SOURCE MATERIAL ::
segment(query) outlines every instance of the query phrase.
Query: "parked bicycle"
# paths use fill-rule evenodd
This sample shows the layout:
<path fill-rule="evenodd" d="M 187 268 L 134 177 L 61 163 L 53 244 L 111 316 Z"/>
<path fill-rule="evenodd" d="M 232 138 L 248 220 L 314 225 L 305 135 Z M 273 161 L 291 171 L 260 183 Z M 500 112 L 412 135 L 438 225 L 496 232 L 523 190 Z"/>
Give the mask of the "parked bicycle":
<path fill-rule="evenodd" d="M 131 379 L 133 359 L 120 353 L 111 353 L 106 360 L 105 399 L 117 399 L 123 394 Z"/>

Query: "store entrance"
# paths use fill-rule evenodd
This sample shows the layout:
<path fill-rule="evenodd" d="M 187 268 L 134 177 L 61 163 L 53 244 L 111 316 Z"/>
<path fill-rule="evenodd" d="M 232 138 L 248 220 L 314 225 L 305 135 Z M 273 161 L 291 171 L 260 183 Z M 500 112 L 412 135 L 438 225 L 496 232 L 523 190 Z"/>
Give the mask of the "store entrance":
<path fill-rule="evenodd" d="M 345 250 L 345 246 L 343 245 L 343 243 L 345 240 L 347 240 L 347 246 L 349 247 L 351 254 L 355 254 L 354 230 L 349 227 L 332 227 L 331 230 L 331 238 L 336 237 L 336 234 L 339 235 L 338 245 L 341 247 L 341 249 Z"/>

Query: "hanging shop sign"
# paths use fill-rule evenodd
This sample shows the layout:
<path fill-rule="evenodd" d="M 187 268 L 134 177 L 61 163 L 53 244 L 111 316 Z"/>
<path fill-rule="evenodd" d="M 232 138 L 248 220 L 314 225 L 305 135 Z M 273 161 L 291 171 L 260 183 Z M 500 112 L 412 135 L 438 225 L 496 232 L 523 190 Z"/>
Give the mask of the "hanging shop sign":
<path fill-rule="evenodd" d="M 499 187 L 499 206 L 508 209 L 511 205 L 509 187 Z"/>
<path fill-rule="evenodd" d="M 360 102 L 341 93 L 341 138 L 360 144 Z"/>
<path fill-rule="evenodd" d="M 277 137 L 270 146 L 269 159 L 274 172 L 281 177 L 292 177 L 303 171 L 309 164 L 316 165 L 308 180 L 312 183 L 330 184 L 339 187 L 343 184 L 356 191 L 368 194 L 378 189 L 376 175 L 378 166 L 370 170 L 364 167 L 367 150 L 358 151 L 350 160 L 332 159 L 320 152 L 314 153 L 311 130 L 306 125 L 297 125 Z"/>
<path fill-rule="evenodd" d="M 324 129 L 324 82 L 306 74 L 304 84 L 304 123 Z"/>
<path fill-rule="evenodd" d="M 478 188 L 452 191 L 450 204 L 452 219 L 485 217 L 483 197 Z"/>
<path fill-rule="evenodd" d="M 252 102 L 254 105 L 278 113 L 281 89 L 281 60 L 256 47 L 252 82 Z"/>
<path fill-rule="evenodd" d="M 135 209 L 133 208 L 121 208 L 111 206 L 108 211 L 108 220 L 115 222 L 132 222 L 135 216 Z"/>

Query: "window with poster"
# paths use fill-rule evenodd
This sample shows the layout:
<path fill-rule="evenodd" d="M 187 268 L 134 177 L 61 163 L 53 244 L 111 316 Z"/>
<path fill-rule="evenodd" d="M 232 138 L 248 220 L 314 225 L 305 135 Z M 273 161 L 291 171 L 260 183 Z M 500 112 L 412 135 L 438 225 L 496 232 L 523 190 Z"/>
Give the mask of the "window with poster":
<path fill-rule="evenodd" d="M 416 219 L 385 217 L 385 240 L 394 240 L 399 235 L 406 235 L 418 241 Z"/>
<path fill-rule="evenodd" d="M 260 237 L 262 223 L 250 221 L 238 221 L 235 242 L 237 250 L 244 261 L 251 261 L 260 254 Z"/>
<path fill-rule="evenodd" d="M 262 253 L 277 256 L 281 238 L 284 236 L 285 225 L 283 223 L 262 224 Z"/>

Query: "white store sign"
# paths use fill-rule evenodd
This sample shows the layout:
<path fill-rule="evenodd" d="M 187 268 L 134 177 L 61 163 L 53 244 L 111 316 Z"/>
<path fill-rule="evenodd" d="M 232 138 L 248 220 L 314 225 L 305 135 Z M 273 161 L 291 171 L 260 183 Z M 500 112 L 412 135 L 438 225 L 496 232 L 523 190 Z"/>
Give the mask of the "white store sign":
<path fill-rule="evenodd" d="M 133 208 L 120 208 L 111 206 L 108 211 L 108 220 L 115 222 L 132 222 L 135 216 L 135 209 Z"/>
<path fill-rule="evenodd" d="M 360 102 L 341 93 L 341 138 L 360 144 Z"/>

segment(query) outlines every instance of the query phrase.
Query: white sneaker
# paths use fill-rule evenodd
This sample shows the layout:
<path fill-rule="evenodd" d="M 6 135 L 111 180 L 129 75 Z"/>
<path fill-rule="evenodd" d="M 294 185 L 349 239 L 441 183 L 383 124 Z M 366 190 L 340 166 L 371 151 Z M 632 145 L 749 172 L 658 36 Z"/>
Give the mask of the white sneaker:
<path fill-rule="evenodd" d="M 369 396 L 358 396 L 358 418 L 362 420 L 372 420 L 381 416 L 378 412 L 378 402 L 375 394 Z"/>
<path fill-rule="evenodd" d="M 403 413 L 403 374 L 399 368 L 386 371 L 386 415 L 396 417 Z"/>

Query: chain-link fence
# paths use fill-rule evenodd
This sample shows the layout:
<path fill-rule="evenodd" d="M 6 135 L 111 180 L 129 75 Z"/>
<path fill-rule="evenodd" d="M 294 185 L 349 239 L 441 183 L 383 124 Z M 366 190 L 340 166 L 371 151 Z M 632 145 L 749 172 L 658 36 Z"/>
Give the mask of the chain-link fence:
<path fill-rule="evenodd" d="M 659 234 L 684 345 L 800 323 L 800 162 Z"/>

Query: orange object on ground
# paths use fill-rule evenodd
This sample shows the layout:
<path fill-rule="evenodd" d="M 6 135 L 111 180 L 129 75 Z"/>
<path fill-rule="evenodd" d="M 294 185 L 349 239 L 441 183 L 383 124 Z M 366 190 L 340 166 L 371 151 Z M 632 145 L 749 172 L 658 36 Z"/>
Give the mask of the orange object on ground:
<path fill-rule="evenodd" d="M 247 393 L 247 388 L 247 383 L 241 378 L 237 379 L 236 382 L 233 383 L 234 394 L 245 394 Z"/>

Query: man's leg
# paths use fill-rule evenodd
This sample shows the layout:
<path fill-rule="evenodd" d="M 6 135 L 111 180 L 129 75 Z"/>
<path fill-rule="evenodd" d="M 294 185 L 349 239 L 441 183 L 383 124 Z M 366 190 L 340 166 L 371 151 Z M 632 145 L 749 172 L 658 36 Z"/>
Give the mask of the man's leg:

WHAT NEEDS TO BE DONE ::
Recreate the listing word for word, omitting nothing.

RESPONSE FOR THIS EXERCISE ::
segment(query) outlines every instance of the query phrase.
Query: "parked bicycle"
# paths use fill-rule evenodd
This sample shows the layout:
<path fill-rule="evenodd" d="M 187 268 L 134 177 L 61 163 L 53 244 L 111 316 Z"/>
<path fill-rule="evenodd" d="M 232 138 L 248 220 L 314 225 L 305 135 Z M 273 161 L 291 171 L 260 183 Z M 500 112 L 412 135 L 438 225 L 496 232 L 523 190 Z"/>
Give the mask of the "parked bicycle":
<path fill-rule="evenodd" d="M 131 379 L 133 359 L 120 353 L 111 353 L 106 360 L 105 399 L 117 399 L 123 394 Z"/>

Query: "store entrance"
# paths use fill-rule evenodd
This sample shows the layout:
<path fill-rule="evenodd" d="M 187 268 L 134 177 L 61 163 L 53 244 L 111 316 Z"/>
<path fill-rule="evenodd" d="M 232 138 L 248 220 L 314 225 L 305 135 Z M 273 161 L 291 171 L 260 183 Z M 500 112 L 412 135 L 438 225 L 496 232 L 523 190 Z"/>
Give the mask of the "store entrance":
<path fill-rule="evenodd" d="M 345 250 L 345 246 L 343 245 L 343 243 L 345 240 L 347 240 L 347 246 L 349 247 L 351 254 L 355 254 L 354 230 L 349 227 L 332 227 L 331 230 L 331 238 L 336 237 L 336 234 L 339 235 L 338 245 L 341 247 L 341 249 Z"/>

Query: "hanging shop sign"
# paths use fill-rule evenodd
This sample shows the layout:
<path fill-rule="evenodd" d="M 187 268 L 134 177 L 61 163 L 53 244 L 111 316 Z"/>
<path fill-rule="evenodd" d="M 232 138 L 248 220 L 314 225 L 305 135 Z M 273 161 L 291 171 L 260 183 Z M 500 112 L 412 135 L 438 225 L 496 232 L 523 190 Z"/>
Give the mask of the "hanging shop sign":
<path fill-rule="evenodd" d="M 499 187 L 499 206 L 508 209 L 511 205 L 509 187 Z"/>
<path fill-rule="evenodd" d="M 360 102 L 341 93 L 341 138 L 360 144 Z"/>
<path fill-rule="evenodd" d="M 277 137 L 270 146 L 269 159 L 274 172 L 281 177 L 292 177 L 303 171 L 309 164 L 316 165 L 308 180 L 312 183 L 330 184 L 339 187 L 343 184 L 356 191 L 368 194 L 378 189 L 376 175 L 378 166 L 370 170 L 364 167 L 367 150 L 358 151 L 350 160 L 332 159 L 320 152 L 314 153 L 311 130 L 306 125 L 297 125 Z"/>
<path fill-rule="evenodd" d="M 324 129 L 324 82 L 306 74 L 304 84 L 304 123 Z"/>
<path fill-rule="evenodd" d="M 478 188 L 452 191 L 450 204 L 452 219 L 485 217 L 483 197 Z"/>
<path fill-rule="evenodd" d="M 252 102 L 254 105 L 278 113 L 281 89 L 281 60 L 256 47 L 252 82 Z"/>
<path fill-rule="evenodd" d="M 135 209 L 133 208 L 121 208 L 111 206 L 108 211 L 108 220 L 115 222 L 132 222 L 135 216 Z"/>

Query: "window with poster"
# paths use fill-rule evenodd
This sample shows the layout:
<path fill-rule="evenodd" d="M 187 268 L 134 177 L 61 163 L 53 244 L 111 316 Z"/>
<path fill-rule="evenodd" d="M 232 138 L 248 220 L 314 225 L 305 135 Z M 273 161 L 291 171 L 260 183 Z M 500 112 L 412 135 L 438 225 L 496 232 L 523 190 Z"/>
Give the mask of the "window with poster":
<path fill-rule="evenodd" d="M 416 219 L 385 217 L 385 240 L 394 240 L 399 235 L 406 235 L 418 241 Z"/>
<path fill-rule="evenodd" d="M 260 237 L 262 223 L 250 221 L 238 221 L 235 242 L 237 250 L 244 261 L 251 261 L 260 254 Z"/>
<path fill-rule="evenodd" d="M 262 253 L 277 256 L 281 238 L 284 236 L 285 225 L 283 223 L 262 224 Z"/>

Query: "white store sign"
# paths use fill-rule evenodd
This sample shows the layout:
<path fill-rule="evenodd" d="M 187 268 L 134 177 L 61 163 L 53 244 L 111 316 Z"/>
<path fill-rule="evenodd" d="M 232 138 L 248 220 L 314 225 L 305 135 Z M 273 161 L 291 171 L 260 183 Z M 500 112 L 412 135 L 438 225 L 496 232 L 523 190 Z"/>
Give the mask of the "white store sign":
<path fill-rule="evenodd" d="M 133 208 L 120 208 L 111 206 L 108 211 L 108 220 L 115 222 L 132 222 L 135 216 L 135 209 Z"/>
<path fill-rule="evenodd" d="M 360 102 L 341 93 L 341 138 L 360 144 Z"/>

segment(query) outlines every instance of the query phrase.
Query: white sneaker
# paths use fill-rule evenodd
This sample shows the layout:
<path fill-rule="evenodd" d="M 6 135 L 111 180 L 129 75 Z"/>
<path fill-rule="evenodd" d="M 294 185 L 349 239 L 441 183 L 383 124 Z M 366 190 L 340 166 L 371 151 Z M 632 145 L 749 172 L 658 36 Z"/>
Give the mask of the white sneaker:
<path fill-rule="evenodd" d="M 369 396 L 358 396 L 358 418 L 362 420 L 372 420 L 381 416 L 378 412 L 378 402 L 375 394 Z"/>
<path fill-rule="evenodd" d="M 403 413 L 403 374 L 399 368 L 386 371 L 386 415 L 396 417 Z"/>

Query: chain-link fence
# paths use fill-rule evenodd
This sample shows the layout:
<path fill-rule="evenodd" d="M 6 135 L 111 180 L 129 75 Z"/>
<path fill-rule="evenodd" d="M 294 185 L 349 239 L 441 183 L 383 124 Z M 366 190 L 340 166 L 371 151 Z M 632 145 L 749 172 L 658 36 Z"/>
Give the mask of the chain-link fence:
<path fill-rule="evenodd" d="M 659 234 L 684 345 L 800 323 L 800 162 Z"/>

Query: orange object on ground
# paths use fill-rule evenodd
This sample shows the layout:
<path fill-rule="evenodd" d="M 6 135 L 111 180 L 129 75 Z"/>
<path fill-rule="evenodd" d="M 294 185 L 349 239 L 441 183 L 383 124 Z M 366 190 L 340 166 L 371 151 Z M 632 145 L 749 172 L 658 36 Z"/>
Give the mask of the orange object on ground:
<path fill-rule="evenodd" d="M 247 393 L 247 388 L 247 383 L 241 378 L 237 379 L 236 382 L 233 383 L 234 394 L 245 394 Z"/>

Query: man's leg
# paths use fill-rule evenodd
This sample shows the layout:
<path fill-rule="evenodd" d="M 6 135 L 111 180 L 129 75 Z"/>
<path fill-rule="evenodd" d="M 294 185 L 349 239 L 441 183 L 383 124 Z M 366 190 L 340 166 L 371 151 Z M 632 145 L 749 172 L 658 36 Z"/>
Give the mask of the man's leg:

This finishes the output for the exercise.